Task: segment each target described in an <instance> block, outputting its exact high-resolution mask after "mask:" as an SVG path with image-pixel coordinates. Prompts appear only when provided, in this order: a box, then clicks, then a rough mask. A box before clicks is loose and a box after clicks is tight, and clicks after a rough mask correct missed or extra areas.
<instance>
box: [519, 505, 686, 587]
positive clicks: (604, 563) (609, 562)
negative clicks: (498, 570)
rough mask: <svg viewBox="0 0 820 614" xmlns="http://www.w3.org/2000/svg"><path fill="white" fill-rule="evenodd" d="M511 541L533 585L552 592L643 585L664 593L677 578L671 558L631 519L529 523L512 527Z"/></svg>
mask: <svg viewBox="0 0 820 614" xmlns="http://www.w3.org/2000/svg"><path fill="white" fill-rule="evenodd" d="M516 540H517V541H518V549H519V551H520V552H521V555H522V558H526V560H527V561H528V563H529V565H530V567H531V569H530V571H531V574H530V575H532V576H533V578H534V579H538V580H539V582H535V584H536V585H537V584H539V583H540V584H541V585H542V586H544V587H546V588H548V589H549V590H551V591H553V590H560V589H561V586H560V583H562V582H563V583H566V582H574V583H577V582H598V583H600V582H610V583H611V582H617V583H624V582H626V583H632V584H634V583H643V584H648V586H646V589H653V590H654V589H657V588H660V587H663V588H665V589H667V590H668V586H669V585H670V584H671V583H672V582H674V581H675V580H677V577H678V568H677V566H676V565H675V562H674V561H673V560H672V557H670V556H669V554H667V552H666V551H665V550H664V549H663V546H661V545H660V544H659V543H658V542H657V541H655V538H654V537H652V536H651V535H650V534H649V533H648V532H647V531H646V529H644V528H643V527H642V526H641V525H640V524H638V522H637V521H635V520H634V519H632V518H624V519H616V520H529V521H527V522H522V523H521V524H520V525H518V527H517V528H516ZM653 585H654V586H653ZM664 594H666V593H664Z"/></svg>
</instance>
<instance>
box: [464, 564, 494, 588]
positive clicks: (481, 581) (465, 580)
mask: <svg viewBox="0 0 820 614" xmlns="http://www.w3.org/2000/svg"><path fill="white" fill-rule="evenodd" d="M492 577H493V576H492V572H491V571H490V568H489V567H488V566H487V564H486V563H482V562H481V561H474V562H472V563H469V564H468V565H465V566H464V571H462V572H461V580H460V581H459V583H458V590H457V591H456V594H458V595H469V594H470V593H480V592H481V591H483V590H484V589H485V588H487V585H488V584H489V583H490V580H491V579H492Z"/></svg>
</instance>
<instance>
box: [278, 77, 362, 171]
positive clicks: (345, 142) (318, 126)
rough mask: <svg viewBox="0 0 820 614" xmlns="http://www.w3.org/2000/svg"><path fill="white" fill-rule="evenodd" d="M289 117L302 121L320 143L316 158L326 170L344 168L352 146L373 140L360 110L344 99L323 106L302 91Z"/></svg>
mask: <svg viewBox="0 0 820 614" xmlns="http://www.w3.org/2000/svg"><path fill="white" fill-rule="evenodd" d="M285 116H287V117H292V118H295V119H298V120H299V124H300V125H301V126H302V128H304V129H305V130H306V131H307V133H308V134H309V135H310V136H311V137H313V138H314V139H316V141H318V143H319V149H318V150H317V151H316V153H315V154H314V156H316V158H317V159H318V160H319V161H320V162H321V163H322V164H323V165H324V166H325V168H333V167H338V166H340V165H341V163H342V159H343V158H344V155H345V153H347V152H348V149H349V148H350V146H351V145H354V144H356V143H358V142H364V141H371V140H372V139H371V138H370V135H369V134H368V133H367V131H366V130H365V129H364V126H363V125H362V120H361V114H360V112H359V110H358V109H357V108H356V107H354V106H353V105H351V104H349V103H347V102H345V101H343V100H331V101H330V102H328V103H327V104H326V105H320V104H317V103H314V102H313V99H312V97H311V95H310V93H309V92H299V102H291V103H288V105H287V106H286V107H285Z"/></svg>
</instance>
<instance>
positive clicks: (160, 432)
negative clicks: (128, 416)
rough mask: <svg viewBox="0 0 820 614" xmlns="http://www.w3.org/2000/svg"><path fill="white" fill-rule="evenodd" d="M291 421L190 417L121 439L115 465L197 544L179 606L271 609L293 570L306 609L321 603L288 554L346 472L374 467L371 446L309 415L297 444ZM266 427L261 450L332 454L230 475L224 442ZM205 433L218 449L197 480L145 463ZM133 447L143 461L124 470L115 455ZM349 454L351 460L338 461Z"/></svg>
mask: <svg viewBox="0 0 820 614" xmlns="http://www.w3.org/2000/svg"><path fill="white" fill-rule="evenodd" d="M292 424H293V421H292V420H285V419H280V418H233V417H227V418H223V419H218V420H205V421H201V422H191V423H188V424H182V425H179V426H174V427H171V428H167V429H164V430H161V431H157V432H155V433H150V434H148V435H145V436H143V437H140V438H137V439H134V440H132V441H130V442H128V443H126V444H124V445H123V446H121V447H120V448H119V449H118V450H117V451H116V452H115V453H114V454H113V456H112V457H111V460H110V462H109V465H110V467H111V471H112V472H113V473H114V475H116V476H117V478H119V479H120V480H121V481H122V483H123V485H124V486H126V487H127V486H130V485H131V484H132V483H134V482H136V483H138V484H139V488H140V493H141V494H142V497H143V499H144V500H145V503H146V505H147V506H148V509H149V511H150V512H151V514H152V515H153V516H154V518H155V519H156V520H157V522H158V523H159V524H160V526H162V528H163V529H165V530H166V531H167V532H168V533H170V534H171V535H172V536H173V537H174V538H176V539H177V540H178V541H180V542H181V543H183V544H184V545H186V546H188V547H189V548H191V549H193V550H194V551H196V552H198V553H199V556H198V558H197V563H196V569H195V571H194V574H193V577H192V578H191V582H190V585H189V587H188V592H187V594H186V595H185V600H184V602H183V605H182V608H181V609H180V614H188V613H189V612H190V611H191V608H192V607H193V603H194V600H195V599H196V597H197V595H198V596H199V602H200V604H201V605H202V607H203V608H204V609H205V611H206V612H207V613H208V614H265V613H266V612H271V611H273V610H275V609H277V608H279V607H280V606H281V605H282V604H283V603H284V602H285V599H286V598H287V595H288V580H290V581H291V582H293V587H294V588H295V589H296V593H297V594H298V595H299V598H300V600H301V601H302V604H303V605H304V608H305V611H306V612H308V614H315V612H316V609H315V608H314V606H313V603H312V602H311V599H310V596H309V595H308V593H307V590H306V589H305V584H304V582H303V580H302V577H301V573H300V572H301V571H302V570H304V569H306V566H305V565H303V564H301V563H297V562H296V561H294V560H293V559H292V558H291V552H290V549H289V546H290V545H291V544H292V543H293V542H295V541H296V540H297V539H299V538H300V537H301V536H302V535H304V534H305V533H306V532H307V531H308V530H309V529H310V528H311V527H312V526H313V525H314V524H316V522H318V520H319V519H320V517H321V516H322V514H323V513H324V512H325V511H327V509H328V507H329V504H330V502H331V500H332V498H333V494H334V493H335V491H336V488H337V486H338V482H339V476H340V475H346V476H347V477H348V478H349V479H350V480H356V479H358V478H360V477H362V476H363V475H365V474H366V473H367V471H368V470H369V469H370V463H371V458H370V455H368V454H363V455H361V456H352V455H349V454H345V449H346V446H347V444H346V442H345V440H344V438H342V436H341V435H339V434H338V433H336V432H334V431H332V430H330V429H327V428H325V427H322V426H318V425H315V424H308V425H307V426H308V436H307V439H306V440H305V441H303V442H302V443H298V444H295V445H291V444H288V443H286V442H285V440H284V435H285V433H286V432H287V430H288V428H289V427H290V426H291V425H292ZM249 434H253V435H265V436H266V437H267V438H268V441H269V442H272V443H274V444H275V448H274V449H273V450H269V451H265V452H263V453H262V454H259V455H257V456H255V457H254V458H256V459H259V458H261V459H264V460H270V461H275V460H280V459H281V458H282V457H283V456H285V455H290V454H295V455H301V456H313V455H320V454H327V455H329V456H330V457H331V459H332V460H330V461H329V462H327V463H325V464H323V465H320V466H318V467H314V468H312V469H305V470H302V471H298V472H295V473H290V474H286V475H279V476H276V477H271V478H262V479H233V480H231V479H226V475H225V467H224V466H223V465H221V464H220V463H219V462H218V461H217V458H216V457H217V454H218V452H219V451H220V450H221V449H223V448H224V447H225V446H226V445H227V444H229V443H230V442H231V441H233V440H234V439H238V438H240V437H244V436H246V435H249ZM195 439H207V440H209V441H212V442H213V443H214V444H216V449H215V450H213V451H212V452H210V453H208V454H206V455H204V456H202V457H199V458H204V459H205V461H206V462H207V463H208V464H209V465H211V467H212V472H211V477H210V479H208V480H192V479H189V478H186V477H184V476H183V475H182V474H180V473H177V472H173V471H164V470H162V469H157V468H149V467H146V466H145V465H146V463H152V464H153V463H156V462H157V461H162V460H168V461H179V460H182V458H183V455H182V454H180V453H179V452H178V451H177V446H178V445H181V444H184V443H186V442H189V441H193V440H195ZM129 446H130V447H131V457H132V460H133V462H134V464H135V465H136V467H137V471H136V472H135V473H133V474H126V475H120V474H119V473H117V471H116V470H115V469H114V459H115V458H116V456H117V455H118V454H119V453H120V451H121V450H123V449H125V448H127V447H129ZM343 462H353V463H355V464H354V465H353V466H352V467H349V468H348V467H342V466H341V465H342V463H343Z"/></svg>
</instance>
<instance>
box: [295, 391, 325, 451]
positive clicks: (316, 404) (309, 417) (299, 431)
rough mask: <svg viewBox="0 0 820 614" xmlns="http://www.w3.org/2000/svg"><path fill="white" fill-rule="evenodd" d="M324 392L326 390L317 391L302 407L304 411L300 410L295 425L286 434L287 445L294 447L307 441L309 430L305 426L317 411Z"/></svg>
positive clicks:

• Work required: Copy out, character for character, every line from the first line of the entries through the line containing "541L533 585L552 592L643", with both of those lines included.

• Exercise result:
Task: segment each target described in an <instance> block, outputting its exact high-resolution mask after "mask:" as an SVG path with image-pixel coordinates. Prompts appear only when provided, in this order: a box, then clicks, then a rough mask. A box before clicks is loose and a box after clicks is tight, and clicks after a rough mask correct missed or extra areas.
<instance>
box: [519, 505, 686, 587]
positive clicks: (604, 563) (609, 562)
negative clicks: (498, 570)
rough mask: <svg viewBox="0 0 820 614" xmlns="http://www.w3.org/2000/svg"><path fill="white" fill-rule="evenodd" d="M511 541L533 585L552 592L643 585L664 593L677 578L671 558L631 519L529 523L512 527Z"/></svg>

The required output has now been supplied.